Segment Start: Text segment
SVSU nursing student’s bone marrow donation could save leukemia patient’s life

When Haley Ludviksen helped her student organization bring a bone marrow donor drive to Saginaw Valley State University six years ago, the nursing major never expected she might be the one to give a potentially lifesaving gift to a person in need.

The unexpected happened this summer.

Ludviksen's journey as a bone marrow donor began her freshman year at SVSU in 2013. That’s when the Cadillac native helped found SVSU’s chapter of the Lions Club. The organization soon contacted Gift of Life, a nonprofit that coordinates bone marrow screenings and provides support as well as transportation to donors. A donor registration drive organized that academic year by Ludviksen and the Lions Club involved a simple cheek swab to collect DNA, which then was analyzed and paired with potential matches.

“It’s pretty rare, honestly, to be a match for someone, because all of the tiny little elements of your blood have to match perfectly,” Ludviksen said. “So, I was really surprised to get the call.”
Segment End: Text segment
Segment Start: Data section
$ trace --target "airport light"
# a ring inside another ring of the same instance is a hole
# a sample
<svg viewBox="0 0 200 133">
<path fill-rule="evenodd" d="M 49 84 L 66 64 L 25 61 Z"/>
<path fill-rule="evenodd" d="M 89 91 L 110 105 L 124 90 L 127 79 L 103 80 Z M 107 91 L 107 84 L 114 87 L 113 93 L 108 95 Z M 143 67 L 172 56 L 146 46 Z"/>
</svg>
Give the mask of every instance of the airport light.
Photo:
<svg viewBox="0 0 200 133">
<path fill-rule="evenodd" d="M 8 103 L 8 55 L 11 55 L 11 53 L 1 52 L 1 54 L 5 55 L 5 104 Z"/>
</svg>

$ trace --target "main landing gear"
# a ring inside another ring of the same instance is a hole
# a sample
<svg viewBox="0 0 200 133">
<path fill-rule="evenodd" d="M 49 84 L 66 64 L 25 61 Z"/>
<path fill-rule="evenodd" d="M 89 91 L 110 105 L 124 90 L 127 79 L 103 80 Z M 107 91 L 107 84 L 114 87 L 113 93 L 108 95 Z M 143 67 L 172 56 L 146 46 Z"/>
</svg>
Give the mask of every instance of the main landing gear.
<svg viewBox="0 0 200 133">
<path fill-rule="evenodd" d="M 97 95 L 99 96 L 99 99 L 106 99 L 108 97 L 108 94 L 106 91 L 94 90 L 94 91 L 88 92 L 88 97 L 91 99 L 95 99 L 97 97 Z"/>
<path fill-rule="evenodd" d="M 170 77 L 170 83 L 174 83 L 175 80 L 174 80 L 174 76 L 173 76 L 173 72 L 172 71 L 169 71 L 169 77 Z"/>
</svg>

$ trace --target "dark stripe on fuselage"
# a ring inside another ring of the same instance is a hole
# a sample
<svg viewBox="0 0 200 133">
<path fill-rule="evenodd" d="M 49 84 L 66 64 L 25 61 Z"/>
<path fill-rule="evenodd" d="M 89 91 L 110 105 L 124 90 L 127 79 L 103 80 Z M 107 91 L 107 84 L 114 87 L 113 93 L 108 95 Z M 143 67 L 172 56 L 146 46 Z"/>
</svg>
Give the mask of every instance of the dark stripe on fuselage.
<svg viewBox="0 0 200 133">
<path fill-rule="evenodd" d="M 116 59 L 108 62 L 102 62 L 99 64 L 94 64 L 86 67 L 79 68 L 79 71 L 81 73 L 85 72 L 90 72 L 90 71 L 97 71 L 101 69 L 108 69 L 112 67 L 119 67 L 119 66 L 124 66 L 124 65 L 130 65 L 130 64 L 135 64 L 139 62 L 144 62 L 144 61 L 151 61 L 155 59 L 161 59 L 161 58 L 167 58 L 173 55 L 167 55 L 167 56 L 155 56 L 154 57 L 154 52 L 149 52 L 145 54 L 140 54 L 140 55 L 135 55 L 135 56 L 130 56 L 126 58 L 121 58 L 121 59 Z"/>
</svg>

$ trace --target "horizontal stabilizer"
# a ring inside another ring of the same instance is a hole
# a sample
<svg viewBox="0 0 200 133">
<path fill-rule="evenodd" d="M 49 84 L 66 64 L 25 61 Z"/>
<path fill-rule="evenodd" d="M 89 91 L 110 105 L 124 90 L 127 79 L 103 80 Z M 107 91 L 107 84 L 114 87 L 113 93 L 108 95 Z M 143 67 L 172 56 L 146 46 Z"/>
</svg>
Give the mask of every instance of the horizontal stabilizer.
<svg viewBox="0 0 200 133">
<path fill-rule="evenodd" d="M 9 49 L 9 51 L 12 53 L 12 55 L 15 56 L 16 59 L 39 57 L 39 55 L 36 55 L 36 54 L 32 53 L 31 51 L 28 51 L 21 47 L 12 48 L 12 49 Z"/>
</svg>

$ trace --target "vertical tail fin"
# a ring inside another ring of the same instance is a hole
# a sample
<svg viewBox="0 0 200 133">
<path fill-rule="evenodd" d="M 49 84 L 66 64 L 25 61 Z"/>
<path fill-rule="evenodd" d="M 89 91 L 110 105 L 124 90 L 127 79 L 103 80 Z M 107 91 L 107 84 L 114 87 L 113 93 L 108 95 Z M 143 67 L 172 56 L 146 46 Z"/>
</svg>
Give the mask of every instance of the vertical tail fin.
Segment End: Data section
- Task instructions
From the article on the SVSU nursing student's bone marrow donation, reproduce word for word the part that opens with the words containing "SVSU nursing student’s" and closes with "person in need.".

- Problem solution
SVSU nursing student’s bone marrow donation could save leukemia patient’s life

When Haley Ludviksen helped her student organization bring a bone marrow donor drive to Saginaw Valley State University six years ago, the nursing major never expected she might be the one to give a potentially lifesaving gift to a person in need.